## Requirement:
In the material below, copy out the lines from the one containing "For every instance of the balcony, the" to the one containing "(1179, 584)", both included, without changing them.

— start of Records shown —

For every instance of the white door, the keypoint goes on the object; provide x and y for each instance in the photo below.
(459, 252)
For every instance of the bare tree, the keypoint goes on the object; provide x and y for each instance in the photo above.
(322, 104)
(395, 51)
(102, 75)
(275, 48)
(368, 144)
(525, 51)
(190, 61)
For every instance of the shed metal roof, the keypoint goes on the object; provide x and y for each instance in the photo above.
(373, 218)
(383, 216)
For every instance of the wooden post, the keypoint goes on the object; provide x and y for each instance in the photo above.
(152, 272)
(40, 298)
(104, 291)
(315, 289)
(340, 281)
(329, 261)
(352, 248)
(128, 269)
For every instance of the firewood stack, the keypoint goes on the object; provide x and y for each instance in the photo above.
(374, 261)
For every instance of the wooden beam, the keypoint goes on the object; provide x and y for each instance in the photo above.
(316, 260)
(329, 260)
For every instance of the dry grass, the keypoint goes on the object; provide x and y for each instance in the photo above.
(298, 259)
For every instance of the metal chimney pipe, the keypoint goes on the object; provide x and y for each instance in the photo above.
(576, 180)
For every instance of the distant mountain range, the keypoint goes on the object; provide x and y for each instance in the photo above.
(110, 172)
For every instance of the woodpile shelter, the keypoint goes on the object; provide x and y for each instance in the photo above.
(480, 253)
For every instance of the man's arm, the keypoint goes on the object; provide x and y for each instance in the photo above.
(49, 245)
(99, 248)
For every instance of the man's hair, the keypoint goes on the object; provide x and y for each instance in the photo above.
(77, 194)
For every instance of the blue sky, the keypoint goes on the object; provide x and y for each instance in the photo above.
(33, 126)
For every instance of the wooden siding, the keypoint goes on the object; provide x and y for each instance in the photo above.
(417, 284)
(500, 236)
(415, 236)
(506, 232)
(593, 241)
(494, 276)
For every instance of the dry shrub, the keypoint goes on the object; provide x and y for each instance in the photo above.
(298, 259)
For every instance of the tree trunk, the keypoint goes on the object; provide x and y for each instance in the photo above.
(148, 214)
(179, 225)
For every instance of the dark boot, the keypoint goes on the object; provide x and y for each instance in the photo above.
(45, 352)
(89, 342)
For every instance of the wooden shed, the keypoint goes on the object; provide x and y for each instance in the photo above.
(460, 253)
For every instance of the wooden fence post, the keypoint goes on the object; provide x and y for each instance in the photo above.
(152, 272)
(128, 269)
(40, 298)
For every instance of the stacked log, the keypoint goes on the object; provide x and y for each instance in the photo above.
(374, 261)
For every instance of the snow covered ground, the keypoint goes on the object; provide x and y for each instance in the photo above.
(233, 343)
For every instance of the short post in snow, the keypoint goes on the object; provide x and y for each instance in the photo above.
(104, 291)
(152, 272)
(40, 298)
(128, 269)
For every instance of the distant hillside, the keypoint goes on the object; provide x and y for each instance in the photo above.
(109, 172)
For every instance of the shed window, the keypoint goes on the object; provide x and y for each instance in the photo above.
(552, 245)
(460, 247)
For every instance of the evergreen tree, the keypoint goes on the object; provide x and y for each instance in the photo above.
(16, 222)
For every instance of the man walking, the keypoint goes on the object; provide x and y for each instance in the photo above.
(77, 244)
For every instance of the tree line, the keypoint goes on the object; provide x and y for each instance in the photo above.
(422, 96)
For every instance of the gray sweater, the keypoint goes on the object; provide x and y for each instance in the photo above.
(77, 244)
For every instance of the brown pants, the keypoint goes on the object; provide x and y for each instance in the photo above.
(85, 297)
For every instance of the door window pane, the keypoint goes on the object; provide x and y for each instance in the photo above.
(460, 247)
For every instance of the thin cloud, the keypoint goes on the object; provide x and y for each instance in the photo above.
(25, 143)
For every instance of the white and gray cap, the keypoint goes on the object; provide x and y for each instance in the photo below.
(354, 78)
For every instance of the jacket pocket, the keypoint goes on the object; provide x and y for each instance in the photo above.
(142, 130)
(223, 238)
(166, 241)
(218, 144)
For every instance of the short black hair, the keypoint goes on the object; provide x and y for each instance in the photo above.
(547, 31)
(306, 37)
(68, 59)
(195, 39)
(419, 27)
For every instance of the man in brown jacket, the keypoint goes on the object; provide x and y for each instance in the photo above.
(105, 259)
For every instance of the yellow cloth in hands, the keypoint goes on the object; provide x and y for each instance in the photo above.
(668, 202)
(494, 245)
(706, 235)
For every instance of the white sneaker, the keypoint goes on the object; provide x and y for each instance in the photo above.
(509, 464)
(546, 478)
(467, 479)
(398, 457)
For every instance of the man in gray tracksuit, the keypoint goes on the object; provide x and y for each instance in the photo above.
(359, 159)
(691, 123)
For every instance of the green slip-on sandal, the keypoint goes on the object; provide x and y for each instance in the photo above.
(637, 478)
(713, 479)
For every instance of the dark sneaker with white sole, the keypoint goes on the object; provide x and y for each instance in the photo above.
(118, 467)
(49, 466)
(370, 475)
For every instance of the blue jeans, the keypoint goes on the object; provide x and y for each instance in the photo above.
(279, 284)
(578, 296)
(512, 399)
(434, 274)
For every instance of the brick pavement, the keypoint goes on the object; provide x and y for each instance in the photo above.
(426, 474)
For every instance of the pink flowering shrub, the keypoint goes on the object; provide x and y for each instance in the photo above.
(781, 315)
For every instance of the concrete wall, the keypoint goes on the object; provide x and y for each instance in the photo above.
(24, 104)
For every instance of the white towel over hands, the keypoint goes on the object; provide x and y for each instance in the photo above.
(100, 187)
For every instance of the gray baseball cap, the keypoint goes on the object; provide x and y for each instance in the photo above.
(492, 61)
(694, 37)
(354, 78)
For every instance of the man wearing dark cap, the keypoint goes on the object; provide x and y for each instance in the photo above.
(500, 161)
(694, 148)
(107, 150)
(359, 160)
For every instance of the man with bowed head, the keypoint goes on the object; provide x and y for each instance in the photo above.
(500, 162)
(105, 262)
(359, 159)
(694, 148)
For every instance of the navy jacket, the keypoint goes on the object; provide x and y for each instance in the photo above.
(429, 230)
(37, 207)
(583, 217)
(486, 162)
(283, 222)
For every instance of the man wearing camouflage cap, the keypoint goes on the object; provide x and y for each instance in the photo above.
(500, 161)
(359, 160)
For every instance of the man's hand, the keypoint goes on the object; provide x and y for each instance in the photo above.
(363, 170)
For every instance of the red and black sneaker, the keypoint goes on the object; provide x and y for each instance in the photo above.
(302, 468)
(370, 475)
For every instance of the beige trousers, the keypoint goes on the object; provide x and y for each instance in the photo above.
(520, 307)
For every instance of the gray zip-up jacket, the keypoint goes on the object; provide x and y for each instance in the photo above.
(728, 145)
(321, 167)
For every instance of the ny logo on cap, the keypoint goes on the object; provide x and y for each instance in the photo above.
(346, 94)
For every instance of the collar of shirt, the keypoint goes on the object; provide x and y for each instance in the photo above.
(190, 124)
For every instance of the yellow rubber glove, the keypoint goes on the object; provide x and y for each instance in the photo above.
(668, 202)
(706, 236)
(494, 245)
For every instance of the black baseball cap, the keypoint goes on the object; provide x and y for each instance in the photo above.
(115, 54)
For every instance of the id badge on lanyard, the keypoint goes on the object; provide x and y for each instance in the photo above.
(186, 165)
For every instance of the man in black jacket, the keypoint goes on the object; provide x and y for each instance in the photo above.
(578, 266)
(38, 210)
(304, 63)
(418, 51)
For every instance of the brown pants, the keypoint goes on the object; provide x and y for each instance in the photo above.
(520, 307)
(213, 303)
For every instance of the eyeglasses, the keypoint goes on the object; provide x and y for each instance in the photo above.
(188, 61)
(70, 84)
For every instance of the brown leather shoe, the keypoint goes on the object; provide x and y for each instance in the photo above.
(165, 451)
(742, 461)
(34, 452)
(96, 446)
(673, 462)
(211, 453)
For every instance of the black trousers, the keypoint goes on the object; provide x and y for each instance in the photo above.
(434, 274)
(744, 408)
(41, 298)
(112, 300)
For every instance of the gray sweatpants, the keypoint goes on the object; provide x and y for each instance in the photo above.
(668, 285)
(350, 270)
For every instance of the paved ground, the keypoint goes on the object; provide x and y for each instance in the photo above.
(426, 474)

— end of Records shown —
— start of Records shown —

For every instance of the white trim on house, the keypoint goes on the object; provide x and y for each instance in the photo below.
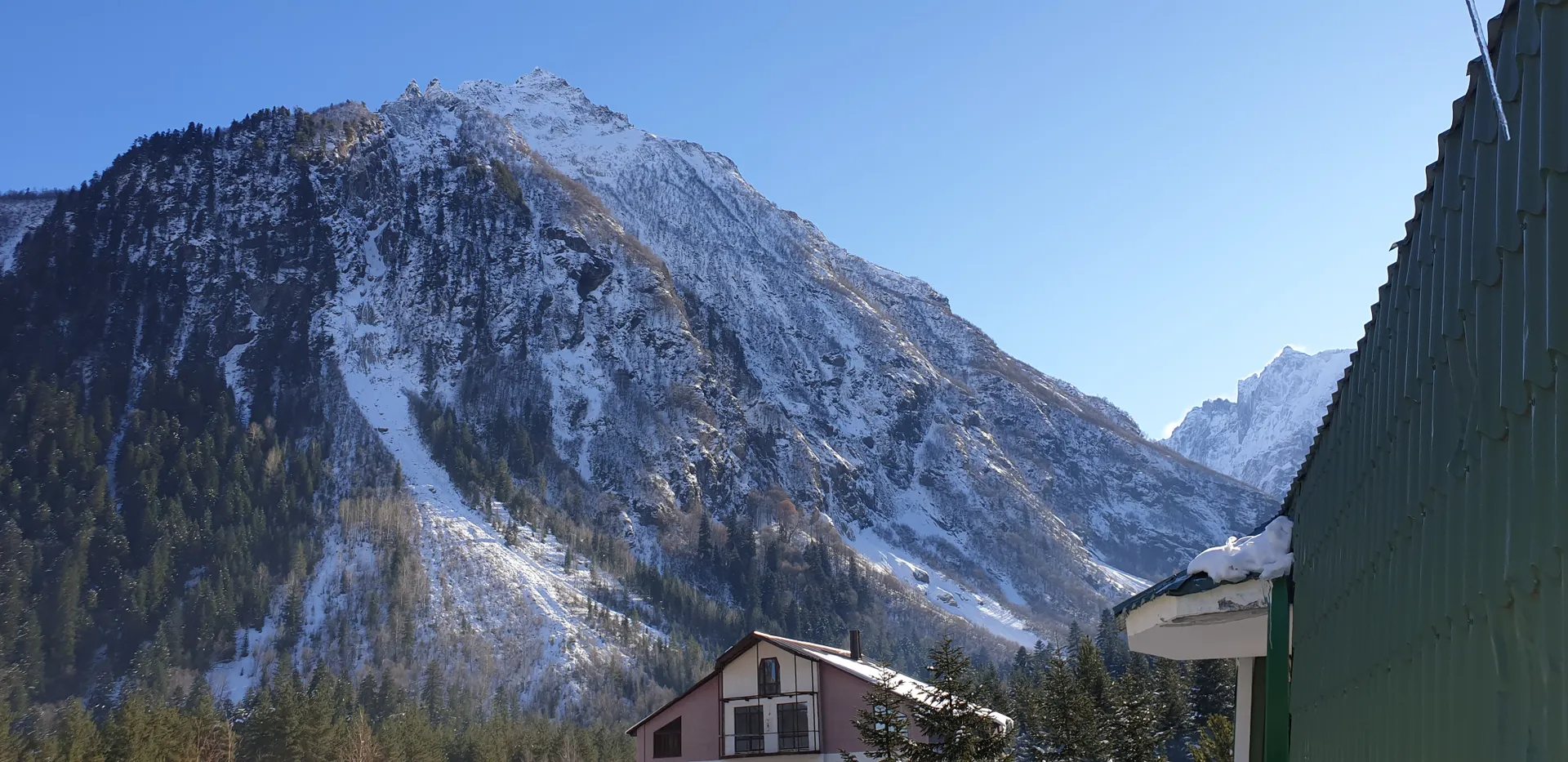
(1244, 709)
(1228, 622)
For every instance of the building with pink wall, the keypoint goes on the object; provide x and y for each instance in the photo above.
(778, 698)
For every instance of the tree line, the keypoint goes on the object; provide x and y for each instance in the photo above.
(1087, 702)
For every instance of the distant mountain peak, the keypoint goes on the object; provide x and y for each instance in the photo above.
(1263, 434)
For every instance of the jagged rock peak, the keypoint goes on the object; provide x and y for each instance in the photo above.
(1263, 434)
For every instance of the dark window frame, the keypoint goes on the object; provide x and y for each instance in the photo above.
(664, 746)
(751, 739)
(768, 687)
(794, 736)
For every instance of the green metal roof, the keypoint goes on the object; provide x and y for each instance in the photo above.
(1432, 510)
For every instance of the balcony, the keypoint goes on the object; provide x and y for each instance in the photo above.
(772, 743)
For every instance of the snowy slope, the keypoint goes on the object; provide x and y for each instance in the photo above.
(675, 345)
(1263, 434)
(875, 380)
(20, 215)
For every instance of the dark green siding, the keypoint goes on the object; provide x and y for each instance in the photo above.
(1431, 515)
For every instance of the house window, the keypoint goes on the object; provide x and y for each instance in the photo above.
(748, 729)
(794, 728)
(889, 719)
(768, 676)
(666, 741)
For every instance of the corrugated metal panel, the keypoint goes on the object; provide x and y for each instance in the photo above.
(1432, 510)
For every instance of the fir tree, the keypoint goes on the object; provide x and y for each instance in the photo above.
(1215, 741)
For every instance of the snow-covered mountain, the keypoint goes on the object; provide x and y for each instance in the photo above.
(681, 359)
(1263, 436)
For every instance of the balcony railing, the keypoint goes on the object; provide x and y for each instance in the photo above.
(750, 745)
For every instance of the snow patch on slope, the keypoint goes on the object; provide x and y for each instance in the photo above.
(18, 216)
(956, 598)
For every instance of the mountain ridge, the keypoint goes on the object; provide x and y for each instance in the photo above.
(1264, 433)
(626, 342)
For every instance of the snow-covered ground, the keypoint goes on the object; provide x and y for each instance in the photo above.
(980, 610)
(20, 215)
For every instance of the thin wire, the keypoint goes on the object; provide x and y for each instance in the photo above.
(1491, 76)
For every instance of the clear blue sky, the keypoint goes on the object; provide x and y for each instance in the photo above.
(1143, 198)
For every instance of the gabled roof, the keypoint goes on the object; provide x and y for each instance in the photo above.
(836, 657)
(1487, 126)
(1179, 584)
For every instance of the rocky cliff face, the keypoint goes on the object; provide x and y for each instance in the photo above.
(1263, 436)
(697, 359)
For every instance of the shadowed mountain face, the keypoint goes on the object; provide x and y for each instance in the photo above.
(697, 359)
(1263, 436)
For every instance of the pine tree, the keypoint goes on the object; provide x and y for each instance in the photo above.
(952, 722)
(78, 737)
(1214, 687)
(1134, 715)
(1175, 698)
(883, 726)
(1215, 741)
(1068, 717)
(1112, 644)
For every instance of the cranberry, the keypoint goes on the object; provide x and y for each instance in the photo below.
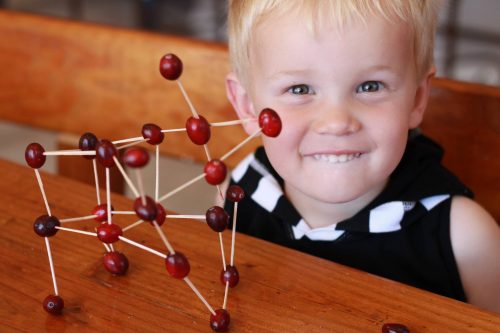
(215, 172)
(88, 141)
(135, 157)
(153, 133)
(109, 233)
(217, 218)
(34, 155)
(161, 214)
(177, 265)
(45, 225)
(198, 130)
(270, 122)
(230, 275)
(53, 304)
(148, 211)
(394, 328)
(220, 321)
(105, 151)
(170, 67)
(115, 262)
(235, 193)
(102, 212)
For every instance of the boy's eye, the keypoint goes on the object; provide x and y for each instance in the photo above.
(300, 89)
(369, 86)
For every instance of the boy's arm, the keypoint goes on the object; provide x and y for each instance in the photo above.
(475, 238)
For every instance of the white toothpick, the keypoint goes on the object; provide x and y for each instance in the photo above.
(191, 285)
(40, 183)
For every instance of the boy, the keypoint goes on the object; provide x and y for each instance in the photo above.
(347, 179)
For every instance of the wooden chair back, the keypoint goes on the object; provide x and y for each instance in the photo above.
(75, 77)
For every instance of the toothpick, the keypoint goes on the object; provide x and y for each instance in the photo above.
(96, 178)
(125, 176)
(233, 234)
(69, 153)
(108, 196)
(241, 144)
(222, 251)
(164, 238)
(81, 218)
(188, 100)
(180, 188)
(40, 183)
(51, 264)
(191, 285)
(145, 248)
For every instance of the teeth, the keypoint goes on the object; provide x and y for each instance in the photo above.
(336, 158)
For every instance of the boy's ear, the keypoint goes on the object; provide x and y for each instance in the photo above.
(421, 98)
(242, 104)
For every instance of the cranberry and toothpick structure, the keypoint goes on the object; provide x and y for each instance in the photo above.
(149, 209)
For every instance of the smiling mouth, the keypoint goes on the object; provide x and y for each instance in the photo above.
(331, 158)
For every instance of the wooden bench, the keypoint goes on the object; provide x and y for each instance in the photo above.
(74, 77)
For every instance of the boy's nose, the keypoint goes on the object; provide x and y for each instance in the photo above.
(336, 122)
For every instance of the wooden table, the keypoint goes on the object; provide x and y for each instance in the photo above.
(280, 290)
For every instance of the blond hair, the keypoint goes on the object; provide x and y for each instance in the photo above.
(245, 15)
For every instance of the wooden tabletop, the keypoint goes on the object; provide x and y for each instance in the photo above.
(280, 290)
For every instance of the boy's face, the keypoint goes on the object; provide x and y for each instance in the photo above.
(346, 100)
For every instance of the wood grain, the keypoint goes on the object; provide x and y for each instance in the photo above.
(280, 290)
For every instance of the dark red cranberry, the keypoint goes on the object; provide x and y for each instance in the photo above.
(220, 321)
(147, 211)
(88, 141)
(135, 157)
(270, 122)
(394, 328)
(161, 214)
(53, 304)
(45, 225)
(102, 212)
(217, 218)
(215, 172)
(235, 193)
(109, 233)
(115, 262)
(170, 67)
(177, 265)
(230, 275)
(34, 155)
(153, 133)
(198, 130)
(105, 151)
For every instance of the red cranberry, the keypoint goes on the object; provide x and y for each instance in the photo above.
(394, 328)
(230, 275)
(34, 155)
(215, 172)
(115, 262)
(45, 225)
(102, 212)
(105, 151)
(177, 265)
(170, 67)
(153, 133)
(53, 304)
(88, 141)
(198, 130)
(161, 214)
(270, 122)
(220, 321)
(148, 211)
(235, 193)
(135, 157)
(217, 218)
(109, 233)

— end of Records shown —
— start of Records shown —

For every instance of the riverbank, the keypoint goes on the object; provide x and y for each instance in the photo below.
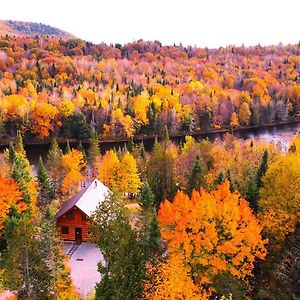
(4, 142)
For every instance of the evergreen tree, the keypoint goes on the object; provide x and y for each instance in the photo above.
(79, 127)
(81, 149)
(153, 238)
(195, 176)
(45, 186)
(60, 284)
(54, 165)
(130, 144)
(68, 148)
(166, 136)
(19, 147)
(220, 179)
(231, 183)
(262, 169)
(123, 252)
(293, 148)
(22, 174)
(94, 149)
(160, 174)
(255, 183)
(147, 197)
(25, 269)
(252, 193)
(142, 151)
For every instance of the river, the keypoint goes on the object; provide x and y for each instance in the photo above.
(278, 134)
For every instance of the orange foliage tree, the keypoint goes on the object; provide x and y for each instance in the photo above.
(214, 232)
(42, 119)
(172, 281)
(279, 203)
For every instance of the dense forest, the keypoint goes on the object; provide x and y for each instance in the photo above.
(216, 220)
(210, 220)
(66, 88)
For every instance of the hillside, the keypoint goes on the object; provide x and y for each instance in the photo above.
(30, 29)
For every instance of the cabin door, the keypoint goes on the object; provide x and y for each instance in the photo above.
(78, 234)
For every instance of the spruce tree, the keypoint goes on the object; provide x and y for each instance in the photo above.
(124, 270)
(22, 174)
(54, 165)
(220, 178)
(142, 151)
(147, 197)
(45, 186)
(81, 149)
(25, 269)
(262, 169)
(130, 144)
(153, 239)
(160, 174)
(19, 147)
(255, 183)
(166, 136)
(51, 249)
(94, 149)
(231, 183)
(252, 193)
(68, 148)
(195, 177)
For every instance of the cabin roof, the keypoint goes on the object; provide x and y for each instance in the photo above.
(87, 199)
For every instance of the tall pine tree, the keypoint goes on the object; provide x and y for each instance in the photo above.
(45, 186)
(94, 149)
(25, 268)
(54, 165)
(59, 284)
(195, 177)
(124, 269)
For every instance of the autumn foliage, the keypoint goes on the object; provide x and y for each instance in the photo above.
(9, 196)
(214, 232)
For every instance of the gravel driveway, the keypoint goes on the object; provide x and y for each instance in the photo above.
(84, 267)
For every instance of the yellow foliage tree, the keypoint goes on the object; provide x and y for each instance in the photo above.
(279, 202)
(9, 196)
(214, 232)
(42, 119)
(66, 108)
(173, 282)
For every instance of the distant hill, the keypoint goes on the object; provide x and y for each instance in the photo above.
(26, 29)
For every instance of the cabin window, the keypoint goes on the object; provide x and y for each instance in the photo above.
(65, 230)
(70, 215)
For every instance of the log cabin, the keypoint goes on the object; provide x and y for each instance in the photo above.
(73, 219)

— end of Records shown —

## Response:
For every instance of the balcony, the keypoint goes on the object; provide x and y for each instance in the photo above.
(772, 743)
For every instance of the snowy slope, the keypoint goes on the object; provide x and y for each instance in the photo above.
(675, 345)
(1263, 434)
(875, 380)
(20, 215)
For every instance of the dark green siding, the keypoint goes on the object; provide x and y for each instance in the photo above.
(1431, 515)
For every instance of the house window, the keypoint goes on the object; provide x and y for each instance in the photo above.
(748, 729)
(794, 728)
(889, 719)
(768, 676)
(666, 741)
For every instance of the corrugated metal panel, the keypoint goes on the object; provide x and y for each instance in the photo above.
(1432, 510)
For every instance of the fir tree, the keypoint goes on the object; provide x and y for each instance in the photo above.
(1215, 741)
For every instance of the snow-covered mountain, the keypoint goes on the object; provide x and y for each instance in the photo above.
(681, 359)
(1263, 436)
For every instance of the balcony railing, the keypoint goes on the object; provide x and y for each instance in the photo above.
(750, 745)
For every instance of the snow patch on slope, the keypoint goes on the object; provide x and y for each instance in the photo above.
(18, 216)
(956, 598)
For every instance of the mountain ridge, the keypoint goes on the object; provide x and y for each instance in the photo above.
(1264, 433)
(626, 342)
For every instance of the snow-covered ground, the keypoint goes on the object; provide x and y for each instance in the photo above.
(980, 610)
(20, 215)
For every instance of the thin wire, the keypoint goes on the object; provide x and y for each instance in the photo above.
(1491, 76)
For every instance of the clear blue sky, the keypoint goes on the object; provide x and y for each instance in the photo above.
(1143, 198)
For every instance of the gabled roof, the keypoint goes on the object; provide x and y for each instance in the photo above.
(836, 657)
(1487, 126)
(1179, 584)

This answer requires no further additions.